Tibbles are similar to data frames with a few tricks up their sleave. One is that you can use so called list columns. So instead of having datasets (or LC-MS raw data) in a list or in different variables it can be in one table with associated meta data.
Lets take some raw data data and make it into a table. We will do this in the pipe/dplyr because that is much more readable. First we load some packages we will need in this tutorial.
library(MetabolomiQCsR)
library(purrr)
library(tidyr)
library(dplyr)
library(faahKO)
library(magrittr)
library(ggplot2)
library(plotly)
library(knitr)Now we first find the path to some test data:
files <- file.path(find.package("faahKO"), "cdf/KO") %>%
list.files(full.names=TRUE)
files## [1] "C:/Users/JPZS/Documents/R/win-library/3.3/faahKO/cdf/KO/ko15.CDF"
## [2] "C:/Users/JPZS/Documents/R/win-library/3.3/faahKO/cdf/KO/ko16.CDF"
## [3] "C:/Users/JPZS/Documents/R/win-library/3.3/faahKO/cdf/KO/ko18.CDF"
## [4] "C:/Users/JPZS/Documents/R/win-library/3.3/faahKO/cdf/KO/ko19.CDF"
## [5] "C:/Users/JPZS/Documents/R/win-library/3.3/faahKO/cdf/KO/ko21.CDF"

== Stored data ==
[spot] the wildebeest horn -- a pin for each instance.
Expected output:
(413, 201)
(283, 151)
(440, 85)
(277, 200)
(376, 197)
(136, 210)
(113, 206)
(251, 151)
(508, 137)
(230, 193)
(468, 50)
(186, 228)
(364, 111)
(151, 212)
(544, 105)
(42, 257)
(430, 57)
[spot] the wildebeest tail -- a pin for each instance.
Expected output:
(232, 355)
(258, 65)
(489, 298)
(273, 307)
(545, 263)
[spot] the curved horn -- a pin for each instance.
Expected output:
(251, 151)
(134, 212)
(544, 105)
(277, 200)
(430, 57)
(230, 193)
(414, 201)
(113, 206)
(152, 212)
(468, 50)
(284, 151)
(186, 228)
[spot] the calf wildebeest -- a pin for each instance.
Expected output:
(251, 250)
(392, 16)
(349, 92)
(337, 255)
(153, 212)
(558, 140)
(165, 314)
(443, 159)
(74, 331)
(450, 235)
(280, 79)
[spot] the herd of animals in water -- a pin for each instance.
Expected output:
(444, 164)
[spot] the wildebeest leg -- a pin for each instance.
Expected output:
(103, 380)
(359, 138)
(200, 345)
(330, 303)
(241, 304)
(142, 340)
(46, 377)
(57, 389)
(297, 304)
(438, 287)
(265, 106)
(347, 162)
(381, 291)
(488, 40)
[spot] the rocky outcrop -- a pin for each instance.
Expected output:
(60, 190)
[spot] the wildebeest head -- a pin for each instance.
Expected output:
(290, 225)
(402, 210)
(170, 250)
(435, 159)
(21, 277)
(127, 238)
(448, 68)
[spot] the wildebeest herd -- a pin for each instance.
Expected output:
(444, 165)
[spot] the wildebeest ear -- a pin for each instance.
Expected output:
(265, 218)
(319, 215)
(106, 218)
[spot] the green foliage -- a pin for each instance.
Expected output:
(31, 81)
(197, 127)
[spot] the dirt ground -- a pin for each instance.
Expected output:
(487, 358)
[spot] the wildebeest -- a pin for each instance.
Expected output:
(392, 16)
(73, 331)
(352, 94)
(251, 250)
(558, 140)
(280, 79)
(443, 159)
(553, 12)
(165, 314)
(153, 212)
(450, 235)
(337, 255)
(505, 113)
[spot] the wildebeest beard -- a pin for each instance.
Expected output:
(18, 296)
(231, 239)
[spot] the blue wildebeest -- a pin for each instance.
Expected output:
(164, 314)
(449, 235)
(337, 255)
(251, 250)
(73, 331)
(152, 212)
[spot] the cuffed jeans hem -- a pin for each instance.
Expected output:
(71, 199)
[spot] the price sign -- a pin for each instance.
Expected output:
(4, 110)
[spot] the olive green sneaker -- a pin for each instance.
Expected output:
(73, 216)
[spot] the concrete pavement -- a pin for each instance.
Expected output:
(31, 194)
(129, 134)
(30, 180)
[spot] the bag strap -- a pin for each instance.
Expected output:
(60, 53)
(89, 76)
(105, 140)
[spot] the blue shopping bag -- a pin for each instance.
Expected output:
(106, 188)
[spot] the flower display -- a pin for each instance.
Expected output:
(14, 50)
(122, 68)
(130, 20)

== Directives ==
**a.** Please replace "instance" with "occurrence" in the stretch of the listing from the line containing "[spot] the concrete" through its end, changing nothing else, and give back only those lines.
**b.** Write the next part of the tibble tutorial, picking up after its last line.
The tibble tutorial and the listing come from unrelated sources.

== Per-task answers ==
**a.**
[spot] the concrete pavement -- a pin for each occurrence.
Expected output:
(31, 194)
(129, 134)
(30, 180)
[spot] the bag strap -- a pin for each occurrence.
Expected output:
(60, 53)
(89, 76)
(105, 140)
[spot] the blue shopping bag -- a pin for each occurrence.
Expected output:
(106, 188)
[spot] the flower display -- a pin for each occurrence.
Expected output:
(14, 50)
(122, 68)
(130, 20)

**b.**
## [6] "C:/Users/JPZS/Documents/R/win-library/3.3/faahKO/cdf/KO/ko22.CDF"
Then we read the raw data with a wrapper that puts it into a table.
raw_tbl <- files %>% xcmsRaw_to_tbl
raw_tbl## # A tibble: 6 × 4
## file polarity raw
## <fctr> <chr> <list>
## 1 ko15.CDF unknown <S4: xcmsRaw>
## 2 ko16.CDF unknown <S4: xcmsRaw>
## 3 ko18.CDF unknown <S4: xcmsRaw>
## 4 ko19.CDF unknown <S4: xcmsRaw>
## 5 ko21.CDF unknown <S4: xcmsRaw>
## 6 ko22.CDF unknown <S4: xcmsRaw>
## # ... with 1 more variables: path <fctr>
A single raw object could be accessed like this:
raw_tbl$raw[[1]]## An "xcmsRaw" object with 1278 mass spectra
##
## Time range: 2501.4-4499.8 seconds (41.7-75 minutes)
## Mass range: 200-600 m/z
## Intensity range: 70-1373180
##
## MSn data on 0 mass(es)
## with 0 MSn spectra
## Profile method: bin
## Profile step: 1 m/z (401 grid points from 200 to 600 m/z)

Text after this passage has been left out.